§ TEXT TO READ
☆ ☆ ☆ ☆ ☆ ☆ ☆
Although the CSMHyK model was designed for oil flowlines, the model is able to predict the correct timescale for hydrate plug formation in this gas condensate tieback. The predicted locations of the plugs are often further upstream than observed in the field trials. This is mainly due to the assumption of a “hydrate-oil slip factor” of zero, which forces the hydrate to accumulate where it initially formed. In reality hydrate agglomerates would be carried further downstream before eventually jamming in dips.

Predicting where and when hydrate plugs will form in subsea tiebacks is of increasing importance as the industry strives to manage the risk of plugging in oil and gas flowlines while minimizing the use of costly and environmentally harmful chemicals for hydrate inhibition. The Colorado School of Mines has been developing the CSMHyK model for the past five years in collaboration with the SPT Group and several leading energy companies.

Introduction
Hydrates continue to be the most prevalent flow assurance problem in offshore oil and gas operations: an order of magnitude worse than waxes and two orders of magnitude worse than asphaltenes (Sloan and Koh 2008). The risk of hydrate plugging increases as the industry moves into deeper water with corresponding higher pressures from the additional liquid head, and to longer tiebacks in which the production fluids cool deep into the hydrate stability zone.
☆ ☆ ☆ ☆ ☆ ☆ ☆
§ DATA LINES
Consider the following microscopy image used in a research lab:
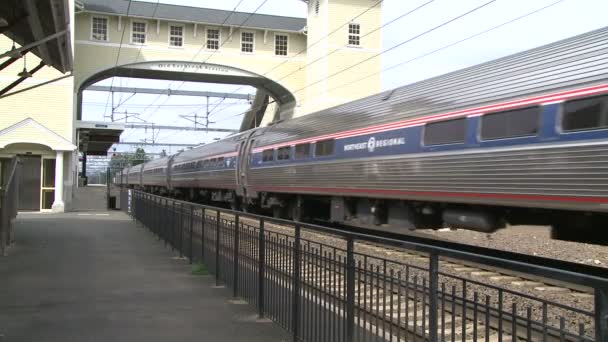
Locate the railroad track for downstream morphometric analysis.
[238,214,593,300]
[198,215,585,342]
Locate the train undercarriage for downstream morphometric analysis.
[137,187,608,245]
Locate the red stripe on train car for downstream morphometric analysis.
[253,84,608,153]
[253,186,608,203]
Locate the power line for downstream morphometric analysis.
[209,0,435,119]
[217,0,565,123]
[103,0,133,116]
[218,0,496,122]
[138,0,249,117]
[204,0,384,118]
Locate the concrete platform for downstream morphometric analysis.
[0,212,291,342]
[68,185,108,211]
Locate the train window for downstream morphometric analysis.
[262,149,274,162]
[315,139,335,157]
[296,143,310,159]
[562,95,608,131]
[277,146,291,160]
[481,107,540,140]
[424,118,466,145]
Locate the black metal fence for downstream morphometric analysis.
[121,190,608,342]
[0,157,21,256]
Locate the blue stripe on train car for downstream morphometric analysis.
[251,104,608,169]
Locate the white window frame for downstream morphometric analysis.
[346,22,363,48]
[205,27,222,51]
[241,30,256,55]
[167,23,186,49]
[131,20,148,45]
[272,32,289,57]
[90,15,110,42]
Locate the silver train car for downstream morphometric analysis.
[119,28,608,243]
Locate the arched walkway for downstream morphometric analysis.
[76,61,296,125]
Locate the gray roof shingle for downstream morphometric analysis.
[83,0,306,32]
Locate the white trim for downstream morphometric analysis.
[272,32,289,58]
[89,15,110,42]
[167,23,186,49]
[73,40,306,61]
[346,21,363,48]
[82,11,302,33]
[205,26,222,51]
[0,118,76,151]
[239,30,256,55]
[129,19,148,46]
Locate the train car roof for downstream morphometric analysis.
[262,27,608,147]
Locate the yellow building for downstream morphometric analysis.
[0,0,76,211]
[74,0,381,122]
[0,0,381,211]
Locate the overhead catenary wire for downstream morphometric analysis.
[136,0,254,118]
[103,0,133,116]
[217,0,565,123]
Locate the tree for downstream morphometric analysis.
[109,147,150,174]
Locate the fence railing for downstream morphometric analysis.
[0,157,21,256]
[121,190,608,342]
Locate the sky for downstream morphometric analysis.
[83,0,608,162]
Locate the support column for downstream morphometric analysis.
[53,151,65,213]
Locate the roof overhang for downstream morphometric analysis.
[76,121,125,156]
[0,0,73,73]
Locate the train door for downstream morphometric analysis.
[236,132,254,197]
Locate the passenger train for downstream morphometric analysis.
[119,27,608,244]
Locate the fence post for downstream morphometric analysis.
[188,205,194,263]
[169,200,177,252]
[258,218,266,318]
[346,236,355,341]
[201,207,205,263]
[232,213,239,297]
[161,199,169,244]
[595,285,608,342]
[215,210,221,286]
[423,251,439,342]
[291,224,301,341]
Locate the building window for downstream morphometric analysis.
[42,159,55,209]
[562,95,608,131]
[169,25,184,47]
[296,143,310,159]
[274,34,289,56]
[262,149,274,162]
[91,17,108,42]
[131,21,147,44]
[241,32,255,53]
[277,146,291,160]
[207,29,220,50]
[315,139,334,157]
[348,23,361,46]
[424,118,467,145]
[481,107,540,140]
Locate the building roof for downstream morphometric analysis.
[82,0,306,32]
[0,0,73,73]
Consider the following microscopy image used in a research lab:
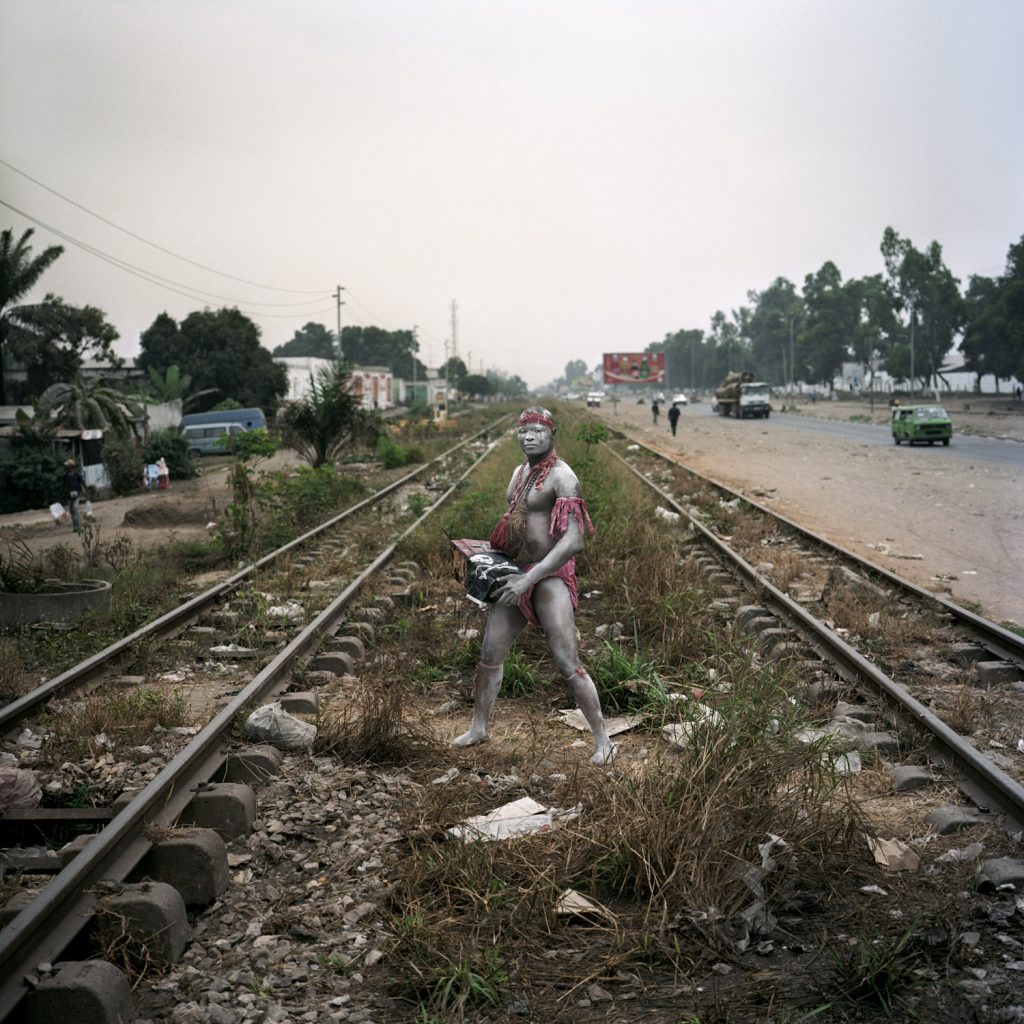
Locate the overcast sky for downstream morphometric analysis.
☆ ☆ ☆ ☆ ☆ ☆ ☆
§ TASKS TO COMPLETE
- a) Answer these questions from the text on hydrate plugging in subsea flowlines.
(i) What assumption causes the model to place plugs further upstream than observed in the field trials?
(ii) Who has the Colorado School of Mines worked with in developing the CSMHyK model?
(iii) How do hydrates compare with waxes and asphaltenes as a flow assurance problem?
- b) Proceed with the text on hydrate plugging in subsea flowlines, starting after its last sentence.

§ ANSWERS TO THE EXERCISES
- a)
(i) It assumes a "hydrate-oil slip factor" of zero, which forces the hydrate to accumulate where it initially formed.
(ii) The SPT Group and several leading energy companies.
(iii) Hydrates are an order of magnitude worse than waxes and two orders of magnitude worse than asphaltenes.

- b)
The cost of thermodynamically inhibiting such tiebacks under steady state and transient operations can be prohibitive and it is often not possible for the flow assurance engineer to avoid the hydrate stability zone in all foreseeable operating scenarios. Instead, a risk management approach is often adopted to prevent hydrate plug formation. Due to the potentially severe economic impact of forming a hydrate plug, it is critical to develop models that the flow assurance engineer can confidently apply when making a risk assessment of a new field design or restart procedure.

The Colorado School of Mines has been developing such a model in conjunction with SPTGroup since 2003. The model – CSMHyK – was initially developed for oil flowlines, but has also proven to be a valuable tool for Chevron when making design decisions for new field developments. Key to the development of CSMHyK has been the extensive testing against industrial flowloop data from ExxonMobil and Tulsa University (Boxall et al 2008) and against industrial field data as described in this paper.